(Excerpts from a pointing dataset)
-- Start --
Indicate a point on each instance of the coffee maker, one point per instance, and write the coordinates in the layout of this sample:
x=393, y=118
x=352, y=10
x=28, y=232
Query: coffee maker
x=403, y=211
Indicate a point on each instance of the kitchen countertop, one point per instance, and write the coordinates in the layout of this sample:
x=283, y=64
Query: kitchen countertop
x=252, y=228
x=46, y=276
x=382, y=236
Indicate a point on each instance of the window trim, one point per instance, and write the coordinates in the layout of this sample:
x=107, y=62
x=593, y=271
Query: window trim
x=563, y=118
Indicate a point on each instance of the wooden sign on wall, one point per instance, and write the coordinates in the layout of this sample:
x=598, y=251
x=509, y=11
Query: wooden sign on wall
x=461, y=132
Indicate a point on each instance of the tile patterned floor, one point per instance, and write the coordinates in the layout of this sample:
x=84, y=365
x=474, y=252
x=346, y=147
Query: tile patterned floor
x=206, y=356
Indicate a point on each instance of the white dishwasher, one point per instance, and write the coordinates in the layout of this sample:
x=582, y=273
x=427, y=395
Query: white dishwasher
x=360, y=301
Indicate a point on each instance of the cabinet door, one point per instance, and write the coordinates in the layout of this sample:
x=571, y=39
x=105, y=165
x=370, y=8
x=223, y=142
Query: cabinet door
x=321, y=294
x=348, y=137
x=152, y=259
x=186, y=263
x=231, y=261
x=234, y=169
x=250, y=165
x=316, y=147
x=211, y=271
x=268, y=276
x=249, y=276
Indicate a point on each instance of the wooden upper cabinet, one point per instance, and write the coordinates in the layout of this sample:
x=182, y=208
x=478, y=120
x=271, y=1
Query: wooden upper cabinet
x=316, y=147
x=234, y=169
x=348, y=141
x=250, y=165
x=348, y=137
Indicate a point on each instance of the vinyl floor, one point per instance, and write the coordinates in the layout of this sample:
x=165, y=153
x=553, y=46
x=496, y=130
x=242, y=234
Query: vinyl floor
-- End --
Exercise objective: Copy every one of the entries above word for word, keeping each line unchanged and in the same order.

Worked solution:
Indicate a point on each instance of the coffee maker, one point per instance, and write the coordinates in the layout of this sample:
x=393, y=118
x=352, y=10
x=28, y=232
Query: coffee maker
x=403, y=211
Indicate a point on each instance of the kitchen countertop, one point per instance, and write the coordinates in the layout of this sample:
x=283, y=64
Query: kitchen countertop
x=252, y=228
x=46, y=276
x=382, y=236
Indicate a point on each instance of the window trim, one point per instance, and write the coordinates in the layout of this sample:
x=107, y=62
x=593, y=271
Query: window trim
x=563, y=118
Indicate a point on each instance of the wooden sign on wall, one point per instance, and write the coordinates in the layout of this sample:
x=598, y=251
x=509, y=11
Query: wooden sign on wall
x=461, y=132
Indicate a point on each instance of the tile patterned floor, one point per instance, and write the coordinates in the layout of this sample:
x=84, y=365
x=474, y=252
x=346, y=147
Query: tile patterned floor
x=206, y=356
Indicate a point on each instance of the white dishwasher, one point per instance, and write the coordinates in the layout of this sample:
x=582, y=273
x=427, y=395
Query: white dishwasher
x=360, y=301
Indicate a point on each instance of the cabinet door, one point per instance, and write the coordinates in the layout of this sample:
x=571, y=39
x=105, y=165
x=370, y=8
x=223, y=142
Query: cabinet door
x=321, y=294
x=348, y=137
x=152, y=259
x=186, y=263
x=231, y=261
x=234, y=169
x=250, y=165
x=316, y=147
x=211, y=271
x=268, y=276
x=249, y=276
Indicate a point on each instance of the wooden upper cabinet, one point per instance, and write the coordinates in the layout of this sample:
x=182, y=208
x=478, y=120
x=271, y=1
Query: wooden upper cabinet
x=316, y=147
x=234, y=169
x=348, y=141
x=250, y=165
x=348, y=137
Indicate a point on each instance of the vinyl floor, one point per instance, and write the coordinates in the layout of this sample:
x=165, y=153
x=553, y=46
x=496, y=130
x=242, y=234
Query: vinyl floor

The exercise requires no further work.